- [Исходный текст]:
Простите это длинное отступление, читатель. Я вас предупредил на этот счет. Да и теперь мы все-таки не сразу вернемся к лету 1867 года на Черной речке. Нам нужно еще пройти под некоторою, отнюдь не триумфальною аркой, которую воздвигла для русских литераторов «Неделя».

Один из литературных обозревателей «Недели», г. Единица, воспользовался историей Парнеля – О'Ши, чтобы бросить какой-то темный намек-упрек каким-то русским писателям{55}. Тут же он выражает недоумение по поводу того, что о писателях не принято говорить: спился, пьянствовал и т. п., а говорится: страдал известною русскою слабостью, известным недугом. Г. Единица желает, чтобы пороки и безнравственность русских писателей предъявлялись публике без вуаля. Так уж ныне все строго пошло по части нравственности. Как и в предыдущих случаях, я охотно готов признать, что в прошлом г. Единицы и всего персонала «Недели» нет ни единого греха вроде того, который так тяжело отозвался на Парнеле. Готов признать также, что хоть они «немножко и дерут, но в рот хмельного не берут». Честь им и слава! Пусть они в этих отношениях белее снега альпийских вершин, голубее небесной лазури. И все-таки, мне кажется, что размышления г. Единицы немножко неуместны. У русских людей есть обычай при встрече с похоронами креститься или по крайней мере снимать шапку. В силу этого обычая вы снимаете шапку даже перед таким покойником, которому при жизни, может быть, ни за что не поклонились бы; тем более, если почивший оказал обществу какие-нибудь услуги. Поэтому-то, может быть, мы и говорим, что Полежаев, Помяловский, Щапов, Решетников, Мей, Аполлон Григорьев и, к сожалению, еще многие, многие другие «страдали известною русскою слабостью», очень хорошо зная, что это псевдоним пьянства. И потом вопрос: что лучше или, пожалуй, что хуже: страдать ли известною русскою слабостью, как только что поименованные писатели, или систематически, в течение многих лет сбивать с толку читателей разными «новыми словами» и потом спокойно убирать их в карман, как это случается с «Неделей»? Я очень хорошо понимаю красоту соединения общественной, политической нравственности с безупречною личною чистотой. Но если уж выбирать, то я не выбрал бы тех музыкантов, которые «в рот хмельного не берут». Потому что, видите ли, сбивать с толку читателей – глубоко безнравственно и даже преступно. И если фараон не удивлялся своему сну, так только потому, что во сне мы вообще ничему не удивляемся. В действительности же ни с чем не сообразно, чтобы корова корову ела, да еще тощая тучную.

Теперь на Черную речку.

- [Задание a]: Верните без изменений фрагмент исходных строк от строки, содержащей «Would you be able to mark the terminal», до последней строки данных, включая обе границы.
Текст и строки взяты из разных источников.

- [Исходные данные]:
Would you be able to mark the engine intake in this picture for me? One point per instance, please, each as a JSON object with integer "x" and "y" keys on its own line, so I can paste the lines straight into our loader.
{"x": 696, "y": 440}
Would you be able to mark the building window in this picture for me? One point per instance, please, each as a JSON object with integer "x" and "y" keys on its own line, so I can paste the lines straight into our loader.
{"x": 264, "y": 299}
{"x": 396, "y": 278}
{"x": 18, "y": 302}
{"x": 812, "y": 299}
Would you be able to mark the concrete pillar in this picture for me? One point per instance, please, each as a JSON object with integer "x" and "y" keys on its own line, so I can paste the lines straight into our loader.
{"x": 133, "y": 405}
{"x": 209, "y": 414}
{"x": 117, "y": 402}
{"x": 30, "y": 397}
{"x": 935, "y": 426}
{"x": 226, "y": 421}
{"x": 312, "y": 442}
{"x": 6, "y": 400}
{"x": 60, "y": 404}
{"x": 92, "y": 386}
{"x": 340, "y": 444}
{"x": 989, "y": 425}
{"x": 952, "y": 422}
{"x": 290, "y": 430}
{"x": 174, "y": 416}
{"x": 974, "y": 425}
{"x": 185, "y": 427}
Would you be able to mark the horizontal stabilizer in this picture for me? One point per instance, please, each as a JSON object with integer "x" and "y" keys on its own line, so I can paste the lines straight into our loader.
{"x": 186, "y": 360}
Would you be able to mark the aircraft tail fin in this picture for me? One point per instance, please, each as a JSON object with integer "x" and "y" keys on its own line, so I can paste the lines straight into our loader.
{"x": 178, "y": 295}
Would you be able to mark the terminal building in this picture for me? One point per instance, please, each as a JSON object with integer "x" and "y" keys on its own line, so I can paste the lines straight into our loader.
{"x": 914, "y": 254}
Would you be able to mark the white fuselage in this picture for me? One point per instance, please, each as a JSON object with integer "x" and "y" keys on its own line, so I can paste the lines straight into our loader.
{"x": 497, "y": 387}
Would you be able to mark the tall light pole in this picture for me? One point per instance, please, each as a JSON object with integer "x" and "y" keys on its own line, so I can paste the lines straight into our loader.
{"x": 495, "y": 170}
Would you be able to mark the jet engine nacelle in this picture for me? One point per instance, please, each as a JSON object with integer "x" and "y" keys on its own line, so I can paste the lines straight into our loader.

- [Задание b]:
Согласуются ли с исходным текстом утверждения ниже? На каждое ответьте «да» или «нет» и приведите решающие слова текста точной цитатой.
(i) Г. Единица хочет, чтобы пороки русских писателей показывались публике открыто.
(ii) Автор предлагает сразу вернуться к лету 1867 года.
(iii) Среди писателей, которые «страдали известною русскою слабостью», назван Помяловский.

- [Ожидаемый ответ a]:
Would you be able to mark the terminal building in this picture for me? One point per instance, please, each as a JSON object with integer "x" and "y" keys on its own line, so I can paste the lines straight into our loader.
{"x": 914, "y": 254}
Would you be able to mark the white fuselage in this picture for me? One point per instance, please, each as a JSON object with integer "x" and "y" keys on its own line, so I can paste the lines straight into our loader.
{"x": 497, "y": 387}
Would you be able to mark the tall light pole in this picture for me? One point per instance, please, each as a JSON object with integer "x" and "y" keys on its own line, so I can paste the lines straight into our loader.
{"x": 495, "y": 170}
Would you be able to mark the jet engine nacelle in this picture for me? One point per instance, please, each as a JSON object with integer "x" and "y" keys on its own line, so I can paste the lines straight into our loader.

- [Ожидаемый ответ b]:
(i) Да: «Г. Единица желает, чтобы пороки и безнравственность русских писателей предъявлялись публике без вуаля».
(ii) Нет: «Да и теперь мы все-таки не сразу вернемся к лету 1867 года на Черной речке».
(iii) Да: «Полежаев, Помяловский, Щапов, Решетников, Мей, Аполлон Григорьев».